EXERCISES TO COMPLETE —
[1] List the studies whose findings the abstract on adolescent shoplifting reports, with a short description of each.
[2] Identify each line of the records that contains the string "handle", and copy those lines. Case counts.

PASSAGE —
=-=-=

Coercion and Altruism in Adolescent Shoplifting

Janne Kivivuori*

* Janne Kivivuori, D. Soc. Sc., Research Director, National Research Institute of Legal Policy, Pitkänsillanranta 3 A, POB 444, FI-00531 Helsinki, Finland; janne.kivivuori{at}om.fi.


   Abstract

Historical criminology has described the underworld role of Fagin—an adult who forces, seduces or teaches minors to commit crimes for him. In contemporary debates, it is sometimes feared that adolescents cunningly evade criminal law by recruiting younger children to commit offences for them. The present article reports findings from three studies charting the prevalence and correlates of proxy crime among Finnish juvenile offenders. First, a preliminary study is briefly described, pinpointing shoplifting as a typical proxy crime. Second, the prevalence and correlates of proxy shoplifting are described by using a nationally representative community sample (N = 6,279). Of all 15–16-year-old respondents, 7.2 per cent had shoplifted for someone else. Third, a qualitative dataset including convicted property offenders (N = 12) is re-analysed from the point of view of how proxy crime may initiate serious criminal careers. The study suggests that while proxy crime may sometimes play a role at the onset of criminal careers, it is predominantly an inter-adolescent phenomenon, reflecting coercive and altruistic motives.

=-=-=

PROVIDED MATERIAL —
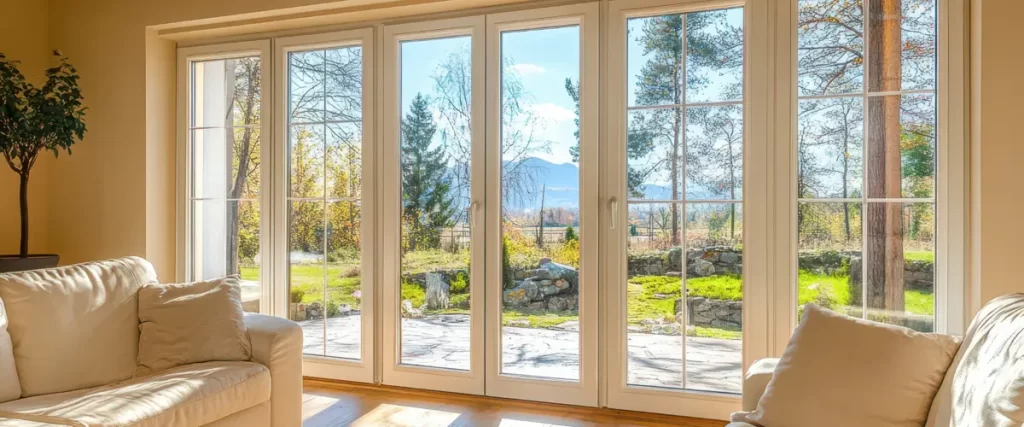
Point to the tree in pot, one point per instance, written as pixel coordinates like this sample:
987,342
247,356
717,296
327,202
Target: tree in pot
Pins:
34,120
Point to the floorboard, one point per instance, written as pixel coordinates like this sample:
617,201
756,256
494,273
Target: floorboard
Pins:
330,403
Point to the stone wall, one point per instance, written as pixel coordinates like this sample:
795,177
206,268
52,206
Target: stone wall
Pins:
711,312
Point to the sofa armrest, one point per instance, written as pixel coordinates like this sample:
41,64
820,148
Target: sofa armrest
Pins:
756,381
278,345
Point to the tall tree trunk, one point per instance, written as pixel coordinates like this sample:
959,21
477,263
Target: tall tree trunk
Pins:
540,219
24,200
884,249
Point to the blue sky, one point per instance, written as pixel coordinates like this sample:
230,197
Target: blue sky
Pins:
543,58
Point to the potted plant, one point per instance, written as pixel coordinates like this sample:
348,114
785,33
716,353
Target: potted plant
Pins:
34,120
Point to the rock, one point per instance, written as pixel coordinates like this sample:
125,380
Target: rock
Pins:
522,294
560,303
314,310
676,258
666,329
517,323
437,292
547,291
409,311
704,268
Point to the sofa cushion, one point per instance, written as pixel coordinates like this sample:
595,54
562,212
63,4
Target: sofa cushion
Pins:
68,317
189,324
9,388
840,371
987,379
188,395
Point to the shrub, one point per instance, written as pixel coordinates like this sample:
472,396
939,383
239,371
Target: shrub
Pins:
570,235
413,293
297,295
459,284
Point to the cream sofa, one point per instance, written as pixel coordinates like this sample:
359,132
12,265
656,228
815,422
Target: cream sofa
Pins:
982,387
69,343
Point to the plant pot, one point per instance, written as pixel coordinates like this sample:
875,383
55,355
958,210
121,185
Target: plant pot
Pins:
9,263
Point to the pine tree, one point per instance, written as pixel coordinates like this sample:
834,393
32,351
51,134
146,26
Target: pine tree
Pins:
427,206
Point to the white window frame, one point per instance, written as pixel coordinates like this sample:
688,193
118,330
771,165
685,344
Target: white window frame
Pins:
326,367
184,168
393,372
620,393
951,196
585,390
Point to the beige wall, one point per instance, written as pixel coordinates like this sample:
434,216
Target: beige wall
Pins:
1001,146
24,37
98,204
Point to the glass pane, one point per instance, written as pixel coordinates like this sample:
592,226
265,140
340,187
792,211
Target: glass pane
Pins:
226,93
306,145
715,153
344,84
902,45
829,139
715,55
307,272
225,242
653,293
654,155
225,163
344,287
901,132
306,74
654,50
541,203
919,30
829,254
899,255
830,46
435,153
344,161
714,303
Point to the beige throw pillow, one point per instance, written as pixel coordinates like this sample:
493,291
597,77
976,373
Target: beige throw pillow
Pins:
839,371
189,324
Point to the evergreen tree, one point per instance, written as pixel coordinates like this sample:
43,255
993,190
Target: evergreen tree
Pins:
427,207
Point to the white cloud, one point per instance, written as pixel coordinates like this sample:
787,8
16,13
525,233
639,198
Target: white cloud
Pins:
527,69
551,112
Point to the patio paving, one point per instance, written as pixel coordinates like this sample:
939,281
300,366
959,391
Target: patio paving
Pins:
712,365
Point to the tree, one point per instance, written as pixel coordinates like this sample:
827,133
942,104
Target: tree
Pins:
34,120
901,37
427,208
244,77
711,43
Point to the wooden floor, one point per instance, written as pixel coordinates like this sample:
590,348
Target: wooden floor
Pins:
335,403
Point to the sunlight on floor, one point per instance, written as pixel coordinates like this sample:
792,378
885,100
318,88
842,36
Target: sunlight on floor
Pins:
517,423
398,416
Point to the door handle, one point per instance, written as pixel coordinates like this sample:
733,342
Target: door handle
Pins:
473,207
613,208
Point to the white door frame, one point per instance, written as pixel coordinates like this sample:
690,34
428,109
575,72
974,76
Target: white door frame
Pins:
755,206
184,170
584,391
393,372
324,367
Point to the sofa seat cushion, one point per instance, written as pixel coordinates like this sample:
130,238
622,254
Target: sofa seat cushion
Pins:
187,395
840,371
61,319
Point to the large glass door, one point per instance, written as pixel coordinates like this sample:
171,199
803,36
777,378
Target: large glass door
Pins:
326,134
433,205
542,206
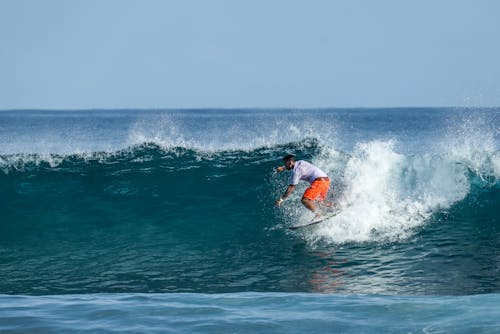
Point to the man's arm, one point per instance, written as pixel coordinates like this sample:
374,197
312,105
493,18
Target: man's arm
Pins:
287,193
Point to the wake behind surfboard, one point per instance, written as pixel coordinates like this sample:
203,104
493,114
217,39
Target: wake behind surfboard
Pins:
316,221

=-=-=

WORKED SOLUTIONS —
[1]
1. A preliminary study, which pinpointed shoplifting as a typical proxy crime.
2. A study of the prevalence and correlates of proxy shoplifting, using a nationally representative community sample (N = 6,279).
3. A re-analysis of a qualitative dataset including convicted property offenders (N = 12), examining how proxy crime may initiate serious criminal careers.

[2]
Point to the door handle, one point per instance, written as pixel coordinates like this sample:
Target: door handle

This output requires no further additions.